::: KUTIPAN TERPILIH

Terancam Sanksi, Jenderal Myanmar: Kami Sudah Terbiasa 

Kamis, 04 Maret 2021 - 23:18 WIB
loading...
Terancam Sanksi, Jenderal Myanmar: Kami Sudah Terbiasa 
Seorang tentara berdiri di samping seorang pria yang ditahan selama demonstrasi menentang kudeta militer di Mandalay pada Rabu (3/3/2021). Foto/Al Bawaba
A A A
NEW YORK - Setidaknya 38 pengunjuk rasa tewas oleh pihak militer Myanmar pada Rabu (3/3/2021) kemarin. Menurut utusan khusus PBB untuk Myanmar, Christine Schraner Burgener, itu menandai hari paling berdarah sejak militer merebut kekuasaan dalam kudeta bulan lalu.

Demonstrasi damai telah berlangsung di kota-kota di seluruh negara Asia Tenggara itu sejak pemimpin de facto, Aung San Suu Kyi , dan anggota lain dari partai Liga Nasional untuk Demokrasi (NLD) ditahan oleh militer pada 1 Februari.

Gerakan protes kemudian tumbuh dan junta militer , yang menamakan dirinya Dewan Administrasi Negara, telah menjadi semakin keras dalam meresponsnya karena pemutusan internet, ancaman, dan penangkapan massal selama berminggu-minggu tidak menghentikan ribuan orang untuk menyuarakan sikap oposisi mereka.



Schraner Burgener mengatakan dia yakin junta Myanmar "sangat terkejut" dengan aksi protes menentang kudeta.

"Saat ini, kami memiliki anak muda yang hidup dalam kebebasan selama 10 tahun. Mereka memiliki media sosial dan mereka terorganisir dengan baik dan sangat bertekad," kata Schraner Burgener kepada wartawan di New York.

"Mereka tidak ingin kembali dalam kediktatoran dan isolasi," imbuhnya seperti dikutip dari ABC News, Kamis (4/3/2021).

::::::

> [INSTRUKSI TUGAS 1] Kembalikan bagian artikel tentang kudeta Myanmar dari "Demonstrasi damai telah" sampai "sikap oposisi mereka." tanpa mengubah satu kata pun.
> [INSTRUKSI TUGAS 2] Temukan setiap baris dalam catatan yang mengandung kata "chair", lalu salin baris-baris tersebut. Perbedaan huruf besar dan kecil diperhitungkan.

::: CATATAN YANG DIBERIKAN

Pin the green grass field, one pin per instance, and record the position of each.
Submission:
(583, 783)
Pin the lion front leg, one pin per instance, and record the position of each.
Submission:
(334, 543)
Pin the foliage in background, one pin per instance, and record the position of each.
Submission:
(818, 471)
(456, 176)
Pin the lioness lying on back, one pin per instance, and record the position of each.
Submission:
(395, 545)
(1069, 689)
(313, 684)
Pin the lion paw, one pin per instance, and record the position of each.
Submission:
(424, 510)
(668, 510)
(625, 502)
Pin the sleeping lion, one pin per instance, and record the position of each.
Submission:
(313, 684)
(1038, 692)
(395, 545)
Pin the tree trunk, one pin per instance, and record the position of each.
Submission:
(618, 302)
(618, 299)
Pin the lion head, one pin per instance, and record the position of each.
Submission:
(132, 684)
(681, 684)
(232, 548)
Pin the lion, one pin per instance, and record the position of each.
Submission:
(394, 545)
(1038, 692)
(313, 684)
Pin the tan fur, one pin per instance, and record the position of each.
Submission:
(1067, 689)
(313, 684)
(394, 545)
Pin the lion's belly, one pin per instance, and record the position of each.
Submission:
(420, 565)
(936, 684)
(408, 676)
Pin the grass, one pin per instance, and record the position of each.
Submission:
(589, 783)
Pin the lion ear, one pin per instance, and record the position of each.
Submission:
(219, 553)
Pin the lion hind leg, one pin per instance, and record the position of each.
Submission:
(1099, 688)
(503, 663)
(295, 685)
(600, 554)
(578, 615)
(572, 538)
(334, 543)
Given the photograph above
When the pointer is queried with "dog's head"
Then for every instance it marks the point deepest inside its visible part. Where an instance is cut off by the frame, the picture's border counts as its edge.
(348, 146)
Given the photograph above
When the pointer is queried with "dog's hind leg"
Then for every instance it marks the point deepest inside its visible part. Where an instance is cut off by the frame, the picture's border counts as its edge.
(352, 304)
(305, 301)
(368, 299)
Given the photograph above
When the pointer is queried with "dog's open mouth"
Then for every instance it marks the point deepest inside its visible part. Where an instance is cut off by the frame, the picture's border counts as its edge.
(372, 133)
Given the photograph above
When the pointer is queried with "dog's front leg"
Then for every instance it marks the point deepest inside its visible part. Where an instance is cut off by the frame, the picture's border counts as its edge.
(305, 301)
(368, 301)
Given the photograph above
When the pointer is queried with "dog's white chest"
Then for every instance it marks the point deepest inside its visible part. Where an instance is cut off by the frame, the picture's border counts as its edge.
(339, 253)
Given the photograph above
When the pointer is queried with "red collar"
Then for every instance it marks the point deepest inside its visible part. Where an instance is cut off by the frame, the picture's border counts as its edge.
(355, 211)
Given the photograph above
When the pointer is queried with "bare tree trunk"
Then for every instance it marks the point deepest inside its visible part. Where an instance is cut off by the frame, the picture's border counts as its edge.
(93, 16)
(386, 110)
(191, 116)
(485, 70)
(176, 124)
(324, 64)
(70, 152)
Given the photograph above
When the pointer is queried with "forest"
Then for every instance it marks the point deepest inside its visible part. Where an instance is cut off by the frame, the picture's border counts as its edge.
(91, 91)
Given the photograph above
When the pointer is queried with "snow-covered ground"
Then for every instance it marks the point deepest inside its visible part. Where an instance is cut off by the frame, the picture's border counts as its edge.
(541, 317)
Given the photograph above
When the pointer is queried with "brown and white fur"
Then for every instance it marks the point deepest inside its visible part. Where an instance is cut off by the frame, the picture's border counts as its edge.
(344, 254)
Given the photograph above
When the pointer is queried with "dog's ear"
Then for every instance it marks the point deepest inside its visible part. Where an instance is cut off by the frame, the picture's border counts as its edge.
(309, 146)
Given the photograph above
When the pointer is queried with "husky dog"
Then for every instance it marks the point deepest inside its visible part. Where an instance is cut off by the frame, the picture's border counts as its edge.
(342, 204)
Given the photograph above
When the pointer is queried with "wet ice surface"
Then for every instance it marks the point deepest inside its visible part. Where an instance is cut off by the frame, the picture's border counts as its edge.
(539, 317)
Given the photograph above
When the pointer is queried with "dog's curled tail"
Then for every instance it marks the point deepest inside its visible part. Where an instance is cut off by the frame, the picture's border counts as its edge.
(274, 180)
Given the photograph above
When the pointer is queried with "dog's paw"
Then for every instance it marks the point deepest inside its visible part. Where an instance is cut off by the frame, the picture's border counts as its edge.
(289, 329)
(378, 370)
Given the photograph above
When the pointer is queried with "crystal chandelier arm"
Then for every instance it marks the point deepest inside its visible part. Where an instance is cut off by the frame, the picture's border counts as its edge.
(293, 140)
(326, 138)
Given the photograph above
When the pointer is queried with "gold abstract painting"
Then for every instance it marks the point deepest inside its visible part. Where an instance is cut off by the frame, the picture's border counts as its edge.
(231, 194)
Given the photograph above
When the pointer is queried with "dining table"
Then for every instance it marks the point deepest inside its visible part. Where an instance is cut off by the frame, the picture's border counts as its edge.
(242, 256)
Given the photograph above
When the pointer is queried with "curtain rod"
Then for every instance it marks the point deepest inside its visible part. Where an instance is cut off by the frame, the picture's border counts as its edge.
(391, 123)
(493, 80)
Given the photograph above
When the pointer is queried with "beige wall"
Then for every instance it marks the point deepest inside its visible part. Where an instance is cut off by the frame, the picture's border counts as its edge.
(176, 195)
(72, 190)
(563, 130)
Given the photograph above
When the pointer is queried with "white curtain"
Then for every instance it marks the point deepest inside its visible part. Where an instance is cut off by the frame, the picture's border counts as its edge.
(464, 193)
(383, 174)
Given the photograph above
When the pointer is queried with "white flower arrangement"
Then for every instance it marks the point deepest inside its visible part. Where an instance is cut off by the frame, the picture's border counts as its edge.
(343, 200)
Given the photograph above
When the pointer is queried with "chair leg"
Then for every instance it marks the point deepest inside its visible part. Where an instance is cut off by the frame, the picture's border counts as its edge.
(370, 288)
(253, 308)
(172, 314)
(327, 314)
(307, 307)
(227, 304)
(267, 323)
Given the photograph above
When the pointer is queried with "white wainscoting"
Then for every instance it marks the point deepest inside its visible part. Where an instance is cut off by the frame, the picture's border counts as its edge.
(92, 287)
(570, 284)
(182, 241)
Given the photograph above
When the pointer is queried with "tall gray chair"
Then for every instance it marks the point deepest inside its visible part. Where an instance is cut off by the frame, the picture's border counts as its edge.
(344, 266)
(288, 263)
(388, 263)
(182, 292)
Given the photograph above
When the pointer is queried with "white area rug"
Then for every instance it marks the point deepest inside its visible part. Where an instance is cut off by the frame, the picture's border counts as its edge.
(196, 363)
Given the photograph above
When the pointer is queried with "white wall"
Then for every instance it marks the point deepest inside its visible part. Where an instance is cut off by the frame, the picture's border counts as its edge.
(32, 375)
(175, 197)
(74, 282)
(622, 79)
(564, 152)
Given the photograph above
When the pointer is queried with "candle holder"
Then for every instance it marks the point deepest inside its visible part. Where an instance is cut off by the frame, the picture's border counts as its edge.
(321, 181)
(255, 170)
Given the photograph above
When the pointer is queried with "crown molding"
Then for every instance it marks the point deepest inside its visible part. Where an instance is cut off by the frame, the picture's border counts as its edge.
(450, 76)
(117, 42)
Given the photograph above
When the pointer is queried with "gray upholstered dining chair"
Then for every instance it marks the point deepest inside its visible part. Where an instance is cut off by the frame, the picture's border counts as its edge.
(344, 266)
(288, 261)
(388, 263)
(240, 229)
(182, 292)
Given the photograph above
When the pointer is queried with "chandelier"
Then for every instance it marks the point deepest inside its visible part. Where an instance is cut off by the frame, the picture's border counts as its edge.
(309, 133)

::::::

> [HASIL LATIHAN 1]
Demonstrasi damai telah berlangsung di kota-kota di seluruh negara Asia Tenggara itu sejak pemimpin de facto, Aung San Suu Kyi , dan anggota lain dari partai Liga Nasional untuk Demokrasi (NLD) ditahan oleh militer pada 1 Februari.

Gerakan protes kemudian tumbuh dan junta militer , yang menamakan dirinya Dewan Administrasi Negara, telah menjadi semakin keras dalam meresponsnya karena pemutusan internet, ancaman, dan penangkapan massal selama berminggu-minggu tidak menghentikan ribuan orang untuk menyuarakan sikap oposisi mereka.

> [HASIL LATIHAN 2]
When the pointer is queried with "chair leg"
When the pointer is queried with "tall gray chair"
When the pointer is queried with "gray upholstered dining chair"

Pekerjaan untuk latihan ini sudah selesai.